──────── Material

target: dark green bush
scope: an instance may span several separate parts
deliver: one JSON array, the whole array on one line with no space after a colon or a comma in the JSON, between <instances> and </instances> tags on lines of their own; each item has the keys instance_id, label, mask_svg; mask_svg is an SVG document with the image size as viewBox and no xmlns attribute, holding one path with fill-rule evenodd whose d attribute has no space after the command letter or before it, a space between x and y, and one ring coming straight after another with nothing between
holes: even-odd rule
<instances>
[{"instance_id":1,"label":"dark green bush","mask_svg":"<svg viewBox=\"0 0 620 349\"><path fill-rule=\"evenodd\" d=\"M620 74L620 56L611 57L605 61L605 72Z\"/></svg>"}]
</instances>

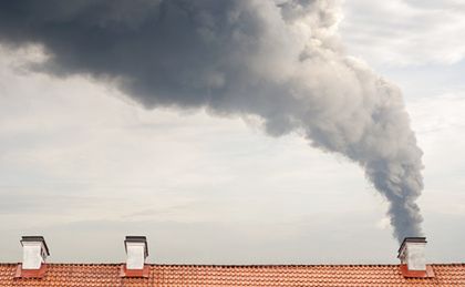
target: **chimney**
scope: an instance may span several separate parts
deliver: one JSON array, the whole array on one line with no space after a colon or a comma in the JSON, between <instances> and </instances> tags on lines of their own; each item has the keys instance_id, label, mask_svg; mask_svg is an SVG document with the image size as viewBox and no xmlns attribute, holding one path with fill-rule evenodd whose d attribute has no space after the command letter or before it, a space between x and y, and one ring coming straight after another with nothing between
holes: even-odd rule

────────────────

#### Instructions for the task
Set out every line of the entries above as a numbered list. Skip blank lines and leave the pictures out.

#### Completed exercise
1. target: dark green bush
2. scope: an instance may span several separate parts
3. deliver: one JSON array, the whole array on one line with no space after a colon or a comma in the JSON, between <instances> and </instances> tags on lines of their own; each item has the keys instance_id, label, mask_svg; mask_svg is an SVG document with the image size as viewBox and no xmlns attribute, holding one path with fill-rule evenodd whose d attribute has no space after the command letter or before it, a space between x and y, and one ring coming straight after another with nothing between
4. holes: even-odd rule
5. <instances>
6. [{"instance_id":1,"label":"dark green bush","mask_svg":"<svg viewBox=\"0 0 620 349\"><path fill-rule=\"evenodd\" d=\"M620 74L620 56L611 57L605 61L605 72Z\"/></svg>"}]
7. </instances>
8. target: **chimney**
9. scope: an instance may span several separate parts
10. deliver: one JSON array, the whole array on one line with no space after a colon or a comma in the JSON, between <instances> and </instances> tags on lines of their own; each item has the keys instance_id, label, mask_svg; mask_svg is an SVG document with the image size as viewBox and no xmlns attribute, holding one path with fill-rule evenodd whose d attribute has no space after the command letter or before it, a space between x and y, and one ring coming straight after another with nothing between
11. holes: even-odd rule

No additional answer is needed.